"""
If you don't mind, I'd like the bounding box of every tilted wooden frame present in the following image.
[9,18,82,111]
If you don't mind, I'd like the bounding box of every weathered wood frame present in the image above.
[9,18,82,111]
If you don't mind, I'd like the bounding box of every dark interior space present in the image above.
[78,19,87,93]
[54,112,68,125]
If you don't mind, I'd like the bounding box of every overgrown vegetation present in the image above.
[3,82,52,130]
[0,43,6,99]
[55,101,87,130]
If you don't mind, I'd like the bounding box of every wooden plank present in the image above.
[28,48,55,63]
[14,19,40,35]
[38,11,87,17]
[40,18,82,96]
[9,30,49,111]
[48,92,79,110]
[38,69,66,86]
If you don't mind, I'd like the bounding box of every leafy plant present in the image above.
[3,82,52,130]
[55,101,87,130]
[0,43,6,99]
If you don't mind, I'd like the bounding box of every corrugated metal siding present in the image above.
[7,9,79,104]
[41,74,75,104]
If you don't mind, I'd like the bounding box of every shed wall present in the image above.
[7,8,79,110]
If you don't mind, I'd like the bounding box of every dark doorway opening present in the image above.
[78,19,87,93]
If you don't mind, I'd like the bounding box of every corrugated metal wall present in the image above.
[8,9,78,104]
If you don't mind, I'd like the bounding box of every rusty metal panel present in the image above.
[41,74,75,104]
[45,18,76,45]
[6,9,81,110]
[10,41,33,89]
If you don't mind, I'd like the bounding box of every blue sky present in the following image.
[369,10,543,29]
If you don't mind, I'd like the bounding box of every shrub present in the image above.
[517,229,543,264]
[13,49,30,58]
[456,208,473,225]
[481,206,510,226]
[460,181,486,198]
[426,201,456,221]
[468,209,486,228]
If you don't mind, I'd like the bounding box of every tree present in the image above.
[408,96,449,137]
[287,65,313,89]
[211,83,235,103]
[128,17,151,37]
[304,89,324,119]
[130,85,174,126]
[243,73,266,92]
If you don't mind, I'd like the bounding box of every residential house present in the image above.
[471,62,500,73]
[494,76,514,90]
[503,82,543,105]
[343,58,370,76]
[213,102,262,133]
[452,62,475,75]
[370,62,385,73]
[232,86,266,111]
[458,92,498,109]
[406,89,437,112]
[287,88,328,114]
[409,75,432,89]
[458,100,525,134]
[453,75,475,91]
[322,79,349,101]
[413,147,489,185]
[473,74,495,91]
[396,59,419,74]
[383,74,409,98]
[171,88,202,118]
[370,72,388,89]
"""
Please convert the part of the listing that starts with the line containing "house present in the image above." and runs through the end of the listing into a Markdown table. Use the columns Row, for the row number, and Line Text, for the line itself, and leave out any blank lines.

RESPONSE =
| Row | Line Text |
|---|---|
| 1 | If you don't mind, I'd like the bounding box of every residential house present in the image above. |
| 2 | [471,62,500,73] |
| 3 | [494,76,514,90] |
| 4 | [503,82,543,105] |
| 5 | [343,58,370,76] |
| 6 | [213,102,262,133] |
| 7 | [452,62,475,75] |
| 8 | [370,62,385,73] |
| 9 | [232,86,266,111] |
| 10 | [458,92,498,109] |
| 11 | [406,89,437,112] |
| 12 | [287,88,328,114] |
| 13 | [409,75,432,89] |
| 14 | [458,100,525,134] |
| 15 | [453,75,475,91] |
| 16 | [322,79,349,101] |
| 17 | [413,147,489,185] |
| 18 | [473,74,495,91] |
| 19 | [396,59,419,74] |
| 20 | [383,74,409,98] |
| 21 | [171,88,202,118] |
| 22 | [370,72,388,89] |